Starting at the beginning of the listing and ending with the line that contains "[754,385,842,424]", present each line as an item in a numbered list. Omit blank lines and leave the pictures out.

— begin DATA FOR THIS EXERCISE —

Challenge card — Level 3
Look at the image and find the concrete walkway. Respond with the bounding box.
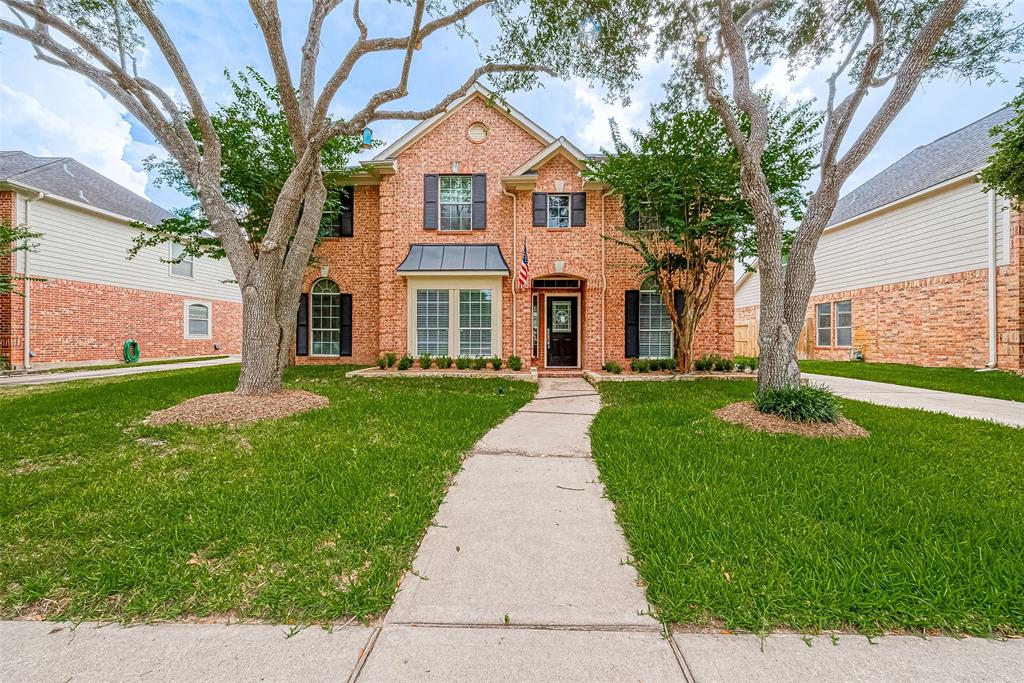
[803,373,1024,427]
[0,378,1024,683]
[0,355,242,388]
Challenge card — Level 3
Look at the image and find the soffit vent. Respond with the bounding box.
[466,121,487,142]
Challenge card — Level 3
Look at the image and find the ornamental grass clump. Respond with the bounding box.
[754,385,842,424]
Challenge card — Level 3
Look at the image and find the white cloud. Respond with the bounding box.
[0,39,147,195]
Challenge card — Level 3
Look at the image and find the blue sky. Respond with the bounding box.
[0,0,1024,208]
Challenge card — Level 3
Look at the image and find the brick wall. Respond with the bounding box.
[296,185,380,364]
[5,280,242,366]
[0,191,16,366]
[736,206,1024,370]
[299,98,733,368]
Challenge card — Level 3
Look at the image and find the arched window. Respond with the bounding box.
[640,278,673,358]
[310,280,341,355]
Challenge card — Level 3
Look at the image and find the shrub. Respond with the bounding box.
[630,358,650,373]
[601,360,623,375]
[712,355,736,373]
[754,385,841,423]
[693,355,715,373]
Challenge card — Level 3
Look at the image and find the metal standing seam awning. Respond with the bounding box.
[396,244,509,275]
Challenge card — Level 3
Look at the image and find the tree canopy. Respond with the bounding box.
[980,80,1024,208]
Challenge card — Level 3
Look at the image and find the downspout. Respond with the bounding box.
[601,189,614,358]
[986,189,998,368]
[502,185,519,355]
[22,193,46,370]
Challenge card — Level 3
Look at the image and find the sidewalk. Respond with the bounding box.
[0,355,242,388]
[0,378,1024,683]
[803,373,1024,427]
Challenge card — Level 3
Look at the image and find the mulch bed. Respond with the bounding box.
[715,400,869,438]
[145,389,331,427]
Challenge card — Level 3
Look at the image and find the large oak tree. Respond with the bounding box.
[0,0,631,394]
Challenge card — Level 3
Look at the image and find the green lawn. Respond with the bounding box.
[0,366,536,623]
[591,380,1024,635]
[800,360,1024,400]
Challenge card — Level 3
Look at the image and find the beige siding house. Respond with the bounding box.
[735,110,1024,370]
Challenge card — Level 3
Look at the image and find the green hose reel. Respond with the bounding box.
[124,339,140,362]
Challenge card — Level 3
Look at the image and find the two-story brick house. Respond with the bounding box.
[296,86,733,370]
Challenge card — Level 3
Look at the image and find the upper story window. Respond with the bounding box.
[321,187,355,238]
[171,242,195,278]
[548,195,569,227]
[185,301,210,339]
[439,175,473,230]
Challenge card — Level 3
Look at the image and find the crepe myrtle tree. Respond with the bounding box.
[590,103,819,372]
[0,0,635,394]
[506,0,1022,388]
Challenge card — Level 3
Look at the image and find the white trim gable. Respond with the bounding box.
[374,83,555,162]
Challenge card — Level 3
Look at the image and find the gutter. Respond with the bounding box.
[502,185,516,355]
[985,189,998,368]
[23,190,46,370]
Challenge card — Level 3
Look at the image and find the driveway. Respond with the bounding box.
[803,373,1024,427]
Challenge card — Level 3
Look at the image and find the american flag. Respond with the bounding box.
[515,240,529,290]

— end DATA FOR THIS EXERCISE —

→ COMPLETED TASK:
1. Challenge card — Level 3
2. Look at the image and find the concrete walkway. Respond with the bounding box.
3. [803,373,1024,427]
4. [0,378,1024,683]
5. [0,355,242,388]
6. Challenge card — Level 3
7. Look at the image and find the soffit vent. Respond with the bounding box.
8. [466,121,487,142]
9. Challenge card — Level 3
10. Look at the image and find the ornamental grass clump. Respond with the bounding box.
11. [754,385,842,424]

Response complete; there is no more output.